TEXT EXCERPT START

ALLENTOWN, PA.— Can light and imagery have a positive effect on human health? That is the question Professor Lyn Godley explored during a recent lecture held at Da Vinci Science Center.
Godley is the Director of the Jefferson Center of Immersive Arts for Health and Professor of Industrial Design at Thomas Jefferson University in Philadelphia. Her lecture followed an afternoon of leading a professional development session for teachers. The educators were learning to make art by programming the color and timing of strips of LEDs using Arduino circuit boards and a variety of translucent and opaque materials that reflect and refract light.
An artist and lighting designer, who has been working with light since the early 1980s, Godley said that she always wanted her work “to go beyond self-expression,” and her work has evolved to explore the effects that imagery, light, and color have on the viewer at all scales, from large public spaces to interior installations to tabletop luminaires.

TEXT EXCERPT END
MATERIAL SHOWN START

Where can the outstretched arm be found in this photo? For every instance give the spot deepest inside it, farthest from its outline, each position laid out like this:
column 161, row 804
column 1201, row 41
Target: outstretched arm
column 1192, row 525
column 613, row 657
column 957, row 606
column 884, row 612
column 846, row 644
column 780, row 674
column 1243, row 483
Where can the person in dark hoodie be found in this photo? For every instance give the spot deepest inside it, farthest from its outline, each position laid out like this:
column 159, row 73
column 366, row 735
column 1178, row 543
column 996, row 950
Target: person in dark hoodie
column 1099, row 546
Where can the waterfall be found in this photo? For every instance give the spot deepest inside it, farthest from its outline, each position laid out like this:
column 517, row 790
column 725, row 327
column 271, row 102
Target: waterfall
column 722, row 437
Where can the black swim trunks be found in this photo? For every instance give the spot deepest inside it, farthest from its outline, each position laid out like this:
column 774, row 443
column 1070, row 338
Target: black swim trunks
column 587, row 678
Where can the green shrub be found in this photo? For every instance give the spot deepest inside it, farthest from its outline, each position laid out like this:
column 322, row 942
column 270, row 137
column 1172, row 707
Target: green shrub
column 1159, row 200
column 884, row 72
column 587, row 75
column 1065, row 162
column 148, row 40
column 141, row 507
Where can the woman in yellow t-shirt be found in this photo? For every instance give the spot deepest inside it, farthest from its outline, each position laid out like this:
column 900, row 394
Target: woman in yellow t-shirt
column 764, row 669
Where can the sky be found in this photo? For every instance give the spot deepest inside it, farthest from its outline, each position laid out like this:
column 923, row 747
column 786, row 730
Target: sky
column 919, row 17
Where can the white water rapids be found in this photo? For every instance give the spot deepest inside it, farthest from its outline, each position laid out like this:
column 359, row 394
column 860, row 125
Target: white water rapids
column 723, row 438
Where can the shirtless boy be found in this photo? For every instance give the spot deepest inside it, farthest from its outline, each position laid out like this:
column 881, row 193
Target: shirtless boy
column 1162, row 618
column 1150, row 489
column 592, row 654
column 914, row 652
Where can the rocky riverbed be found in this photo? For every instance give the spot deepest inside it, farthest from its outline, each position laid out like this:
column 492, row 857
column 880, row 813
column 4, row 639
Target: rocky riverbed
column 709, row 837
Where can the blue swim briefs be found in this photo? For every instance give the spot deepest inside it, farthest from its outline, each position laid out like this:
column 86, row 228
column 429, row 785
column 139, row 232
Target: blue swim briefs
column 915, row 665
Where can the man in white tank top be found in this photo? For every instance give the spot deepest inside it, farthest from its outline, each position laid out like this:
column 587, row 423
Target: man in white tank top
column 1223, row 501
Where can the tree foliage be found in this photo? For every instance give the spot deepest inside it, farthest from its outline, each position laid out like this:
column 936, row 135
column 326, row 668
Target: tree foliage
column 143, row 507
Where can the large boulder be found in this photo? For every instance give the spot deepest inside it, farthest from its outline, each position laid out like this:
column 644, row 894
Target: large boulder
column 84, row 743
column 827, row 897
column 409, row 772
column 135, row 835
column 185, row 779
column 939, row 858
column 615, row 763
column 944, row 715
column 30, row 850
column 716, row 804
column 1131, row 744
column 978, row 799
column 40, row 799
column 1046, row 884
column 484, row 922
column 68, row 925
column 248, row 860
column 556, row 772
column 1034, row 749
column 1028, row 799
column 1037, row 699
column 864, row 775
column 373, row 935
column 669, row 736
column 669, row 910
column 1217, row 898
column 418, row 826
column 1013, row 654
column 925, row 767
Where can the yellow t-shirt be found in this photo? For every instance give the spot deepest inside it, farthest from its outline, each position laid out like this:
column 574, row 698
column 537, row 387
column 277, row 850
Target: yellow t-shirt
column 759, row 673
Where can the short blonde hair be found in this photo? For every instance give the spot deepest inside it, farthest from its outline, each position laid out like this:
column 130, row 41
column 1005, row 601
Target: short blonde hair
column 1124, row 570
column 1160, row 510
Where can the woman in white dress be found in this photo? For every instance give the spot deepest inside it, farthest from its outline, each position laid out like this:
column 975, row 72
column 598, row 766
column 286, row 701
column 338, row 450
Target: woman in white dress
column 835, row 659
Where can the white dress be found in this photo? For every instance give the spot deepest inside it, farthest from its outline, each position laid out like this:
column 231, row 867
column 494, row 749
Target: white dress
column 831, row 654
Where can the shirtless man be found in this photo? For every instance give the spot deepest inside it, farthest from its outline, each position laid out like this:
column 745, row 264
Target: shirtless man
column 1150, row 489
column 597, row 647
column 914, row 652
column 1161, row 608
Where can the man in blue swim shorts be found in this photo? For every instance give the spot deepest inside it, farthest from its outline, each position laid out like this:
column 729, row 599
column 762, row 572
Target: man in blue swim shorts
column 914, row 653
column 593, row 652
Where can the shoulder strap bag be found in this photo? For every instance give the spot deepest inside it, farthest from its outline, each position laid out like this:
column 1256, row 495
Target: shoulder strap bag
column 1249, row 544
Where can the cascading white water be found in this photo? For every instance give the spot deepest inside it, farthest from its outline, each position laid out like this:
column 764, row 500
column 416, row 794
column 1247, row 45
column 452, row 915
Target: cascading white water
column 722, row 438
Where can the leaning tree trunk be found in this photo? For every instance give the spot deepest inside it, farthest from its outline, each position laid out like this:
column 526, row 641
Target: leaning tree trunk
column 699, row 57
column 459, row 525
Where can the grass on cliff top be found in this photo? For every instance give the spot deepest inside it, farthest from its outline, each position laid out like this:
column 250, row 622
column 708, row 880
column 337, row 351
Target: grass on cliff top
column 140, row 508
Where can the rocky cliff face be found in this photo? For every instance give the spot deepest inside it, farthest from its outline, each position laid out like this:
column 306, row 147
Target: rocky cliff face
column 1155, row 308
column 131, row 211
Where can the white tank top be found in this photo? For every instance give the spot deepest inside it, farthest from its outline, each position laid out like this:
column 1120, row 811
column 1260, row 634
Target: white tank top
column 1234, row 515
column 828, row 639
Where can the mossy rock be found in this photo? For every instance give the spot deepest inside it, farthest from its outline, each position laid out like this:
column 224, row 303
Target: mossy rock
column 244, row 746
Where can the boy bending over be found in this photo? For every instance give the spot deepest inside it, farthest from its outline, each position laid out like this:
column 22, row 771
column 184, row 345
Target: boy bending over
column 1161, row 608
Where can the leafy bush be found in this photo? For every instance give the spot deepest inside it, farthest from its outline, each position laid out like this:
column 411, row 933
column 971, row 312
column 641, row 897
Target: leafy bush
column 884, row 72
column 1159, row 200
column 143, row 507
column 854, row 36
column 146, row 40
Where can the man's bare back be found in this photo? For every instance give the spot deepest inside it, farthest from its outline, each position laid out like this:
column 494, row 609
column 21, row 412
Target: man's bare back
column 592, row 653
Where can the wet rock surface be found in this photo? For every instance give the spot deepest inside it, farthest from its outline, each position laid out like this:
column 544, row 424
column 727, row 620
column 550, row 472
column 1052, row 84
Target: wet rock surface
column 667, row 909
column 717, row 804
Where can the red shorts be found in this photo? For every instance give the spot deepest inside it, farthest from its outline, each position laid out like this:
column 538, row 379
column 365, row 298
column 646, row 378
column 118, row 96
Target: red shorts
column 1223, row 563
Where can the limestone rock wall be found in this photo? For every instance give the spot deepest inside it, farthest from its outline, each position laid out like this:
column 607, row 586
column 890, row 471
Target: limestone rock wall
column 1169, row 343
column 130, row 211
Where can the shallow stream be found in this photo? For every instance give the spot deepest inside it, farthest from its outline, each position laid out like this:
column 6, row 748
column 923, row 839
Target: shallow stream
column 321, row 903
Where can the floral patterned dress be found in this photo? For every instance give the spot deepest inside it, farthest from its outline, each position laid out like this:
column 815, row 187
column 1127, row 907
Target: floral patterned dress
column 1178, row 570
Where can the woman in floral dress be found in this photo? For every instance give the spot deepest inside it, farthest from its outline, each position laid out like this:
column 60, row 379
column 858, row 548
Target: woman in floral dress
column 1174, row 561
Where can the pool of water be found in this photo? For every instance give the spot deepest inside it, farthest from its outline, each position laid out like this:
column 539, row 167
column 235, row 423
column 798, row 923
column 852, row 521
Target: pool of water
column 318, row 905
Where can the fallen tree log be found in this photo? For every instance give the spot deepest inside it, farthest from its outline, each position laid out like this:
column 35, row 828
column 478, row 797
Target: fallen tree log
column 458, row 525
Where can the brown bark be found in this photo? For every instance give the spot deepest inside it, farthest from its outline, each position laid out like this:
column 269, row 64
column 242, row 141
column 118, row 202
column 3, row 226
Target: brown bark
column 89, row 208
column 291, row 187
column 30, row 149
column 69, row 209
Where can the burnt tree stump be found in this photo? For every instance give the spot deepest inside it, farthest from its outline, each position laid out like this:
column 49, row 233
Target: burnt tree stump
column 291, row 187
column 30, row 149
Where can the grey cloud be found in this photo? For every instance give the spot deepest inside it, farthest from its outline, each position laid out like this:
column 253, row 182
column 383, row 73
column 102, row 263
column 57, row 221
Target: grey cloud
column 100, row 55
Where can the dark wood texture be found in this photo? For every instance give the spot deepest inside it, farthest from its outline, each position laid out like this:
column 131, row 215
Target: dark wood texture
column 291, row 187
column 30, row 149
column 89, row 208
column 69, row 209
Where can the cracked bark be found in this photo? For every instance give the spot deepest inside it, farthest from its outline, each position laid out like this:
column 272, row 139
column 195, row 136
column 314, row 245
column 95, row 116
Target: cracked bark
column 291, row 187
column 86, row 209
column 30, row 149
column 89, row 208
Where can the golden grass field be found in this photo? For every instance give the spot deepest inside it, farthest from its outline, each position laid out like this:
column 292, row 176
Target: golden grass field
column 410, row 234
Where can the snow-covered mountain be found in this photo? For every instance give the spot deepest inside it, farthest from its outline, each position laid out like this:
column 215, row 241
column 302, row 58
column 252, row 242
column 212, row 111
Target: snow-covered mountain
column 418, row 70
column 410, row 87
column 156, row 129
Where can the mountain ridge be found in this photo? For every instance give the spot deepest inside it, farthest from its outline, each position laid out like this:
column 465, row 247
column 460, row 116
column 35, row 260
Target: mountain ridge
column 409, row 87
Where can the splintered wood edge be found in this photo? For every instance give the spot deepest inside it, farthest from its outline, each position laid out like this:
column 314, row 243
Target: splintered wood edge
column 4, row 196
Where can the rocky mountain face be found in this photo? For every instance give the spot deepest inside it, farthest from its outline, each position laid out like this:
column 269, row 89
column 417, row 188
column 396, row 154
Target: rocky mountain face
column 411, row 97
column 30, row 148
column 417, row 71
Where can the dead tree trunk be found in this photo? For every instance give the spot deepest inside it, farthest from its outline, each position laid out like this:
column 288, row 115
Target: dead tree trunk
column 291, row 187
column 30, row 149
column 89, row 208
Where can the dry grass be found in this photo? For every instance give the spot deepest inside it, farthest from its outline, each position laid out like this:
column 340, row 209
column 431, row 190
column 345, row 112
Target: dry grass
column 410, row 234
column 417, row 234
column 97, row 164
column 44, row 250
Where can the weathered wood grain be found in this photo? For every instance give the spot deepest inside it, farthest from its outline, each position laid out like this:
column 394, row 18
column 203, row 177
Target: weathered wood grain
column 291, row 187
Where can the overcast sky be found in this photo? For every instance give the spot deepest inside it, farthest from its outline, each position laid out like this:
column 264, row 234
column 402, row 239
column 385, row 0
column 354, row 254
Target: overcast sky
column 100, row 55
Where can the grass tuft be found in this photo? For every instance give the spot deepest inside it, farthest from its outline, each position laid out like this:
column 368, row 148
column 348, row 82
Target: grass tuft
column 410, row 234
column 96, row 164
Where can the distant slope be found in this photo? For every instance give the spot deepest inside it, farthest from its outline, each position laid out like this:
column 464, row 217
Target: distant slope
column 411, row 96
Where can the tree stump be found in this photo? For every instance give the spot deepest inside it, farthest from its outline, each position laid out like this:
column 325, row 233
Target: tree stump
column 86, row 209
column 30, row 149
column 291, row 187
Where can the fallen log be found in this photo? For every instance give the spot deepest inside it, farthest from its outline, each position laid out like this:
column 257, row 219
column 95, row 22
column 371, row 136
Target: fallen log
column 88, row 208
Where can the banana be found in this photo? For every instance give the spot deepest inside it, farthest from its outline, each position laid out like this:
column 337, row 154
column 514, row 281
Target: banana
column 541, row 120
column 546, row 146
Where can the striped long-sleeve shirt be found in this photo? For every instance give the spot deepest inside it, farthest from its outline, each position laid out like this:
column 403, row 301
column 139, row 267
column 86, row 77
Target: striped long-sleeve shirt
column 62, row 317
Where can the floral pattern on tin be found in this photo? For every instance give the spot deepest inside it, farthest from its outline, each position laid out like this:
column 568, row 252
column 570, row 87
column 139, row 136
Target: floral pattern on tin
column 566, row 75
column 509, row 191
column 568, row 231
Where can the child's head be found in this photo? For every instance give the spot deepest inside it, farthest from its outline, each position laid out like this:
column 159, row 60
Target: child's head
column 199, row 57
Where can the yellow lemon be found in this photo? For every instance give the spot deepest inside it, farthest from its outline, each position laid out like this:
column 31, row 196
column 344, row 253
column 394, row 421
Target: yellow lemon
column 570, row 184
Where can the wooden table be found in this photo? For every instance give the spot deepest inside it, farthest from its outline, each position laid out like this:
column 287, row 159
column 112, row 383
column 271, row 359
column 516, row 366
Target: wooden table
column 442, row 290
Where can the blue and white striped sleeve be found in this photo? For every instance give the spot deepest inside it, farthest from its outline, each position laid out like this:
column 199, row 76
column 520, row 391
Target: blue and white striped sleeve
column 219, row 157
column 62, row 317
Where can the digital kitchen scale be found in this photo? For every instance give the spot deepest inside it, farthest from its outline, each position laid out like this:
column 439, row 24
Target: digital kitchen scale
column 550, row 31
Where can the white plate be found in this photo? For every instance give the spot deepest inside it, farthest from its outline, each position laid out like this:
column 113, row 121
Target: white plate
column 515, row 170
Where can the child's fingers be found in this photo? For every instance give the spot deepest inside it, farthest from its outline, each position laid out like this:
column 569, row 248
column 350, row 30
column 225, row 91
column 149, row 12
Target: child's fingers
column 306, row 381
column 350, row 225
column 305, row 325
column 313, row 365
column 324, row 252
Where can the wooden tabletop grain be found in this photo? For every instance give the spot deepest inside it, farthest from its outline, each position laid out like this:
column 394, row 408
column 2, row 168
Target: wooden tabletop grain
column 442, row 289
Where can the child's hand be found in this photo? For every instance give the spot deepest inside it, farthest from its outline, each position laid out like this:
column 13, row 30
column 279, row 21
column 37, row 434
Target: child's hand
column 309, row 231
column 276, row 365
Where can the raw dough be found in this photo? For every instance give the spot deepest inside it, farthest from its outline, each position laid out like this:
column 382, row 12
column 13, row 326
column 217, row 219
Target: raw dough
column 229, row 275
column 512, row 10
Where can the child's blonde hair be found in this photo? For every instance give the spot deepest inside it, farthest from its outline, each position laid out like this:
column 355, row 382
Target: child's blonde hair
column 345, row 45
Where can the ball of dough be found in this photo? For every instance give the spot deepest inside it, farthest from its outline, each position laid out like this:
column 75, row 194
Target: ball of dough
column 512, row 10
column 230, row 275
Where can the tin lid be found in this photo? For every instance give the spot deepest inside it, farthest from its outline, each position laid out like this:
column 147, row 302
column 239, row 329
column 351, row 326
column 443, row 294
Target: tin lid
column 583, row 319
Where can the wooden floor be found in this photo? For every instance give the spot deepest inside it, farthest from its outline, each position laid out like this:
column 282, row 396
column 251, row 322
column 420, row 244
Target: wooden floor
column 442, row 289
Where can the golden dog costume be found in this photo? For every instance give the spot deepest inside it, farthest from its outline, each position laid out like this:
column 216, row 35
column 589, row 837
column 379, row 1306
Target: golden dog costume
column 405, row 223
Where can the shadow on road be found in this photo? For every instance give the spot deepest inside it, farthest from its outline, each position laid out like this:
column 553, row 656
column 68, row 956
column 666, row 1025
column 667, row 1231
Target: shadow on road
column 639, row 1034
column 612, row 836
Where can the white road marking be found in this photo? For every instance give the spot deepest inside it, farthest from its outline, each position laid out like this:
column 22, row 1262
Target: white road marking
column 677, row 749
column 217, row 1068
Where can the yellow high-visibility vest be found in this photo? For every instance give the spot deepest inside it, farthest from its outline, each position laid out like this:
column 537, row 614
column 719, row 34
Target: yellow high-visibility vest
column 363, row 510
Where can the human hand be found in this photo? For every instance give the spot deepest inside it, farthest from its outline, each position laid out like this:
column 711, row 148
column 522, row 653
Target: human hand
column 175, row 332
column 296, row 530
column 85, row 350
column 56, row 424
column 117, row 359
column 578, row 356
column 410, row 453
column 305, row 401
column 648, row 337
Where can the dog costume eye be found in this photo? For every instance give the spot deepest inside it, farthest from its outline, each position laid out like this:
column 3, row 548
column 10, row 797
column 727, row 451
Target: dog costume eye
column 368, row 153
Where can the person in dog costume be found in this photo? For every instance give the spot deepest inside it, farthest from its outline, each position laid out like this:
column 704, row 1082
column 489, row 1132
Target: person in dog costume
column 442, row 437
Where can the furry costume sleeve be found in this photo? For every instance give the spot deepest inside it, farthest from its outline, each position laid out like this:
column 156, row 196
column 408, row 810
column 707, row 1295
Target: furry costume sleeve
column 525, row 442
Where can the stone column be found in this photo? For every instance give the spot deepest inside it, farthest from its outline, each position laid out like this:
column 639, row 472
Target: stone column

MATERIAL SHOWN END

PROBLEMS TO WORK ON:
#1 Reproduce the portion of the article on Lyn Godley's lecture starting with "Godley is the" and going on through "and refract light.".
#2 Translate this sentence from the article on Lyn Godley's lecture into Spanish: "Her lecture followed an afternoon of leading a professional development session for teachers."
The data above stand apart from the article on Lyn Godley's lecture.

RESPONSES BY TASK:
#1
Godley is the Director of the Jefferson Center of Immersive Arts for Health and Professor of Industrial Design at Thomas Jefferson University in Philadelphia. Her lecture followed an afternoon of leading a professional development session for teachers. The educators were learning to make art by programming the color and timing of strips of LEDs using Arduino circuit boards and a variety of translucent and opaque materials that reflect and refract light.

#2 Su conferencia siguió a una tarde en la que dirigió una sesión de desarrollo profesional para docentes.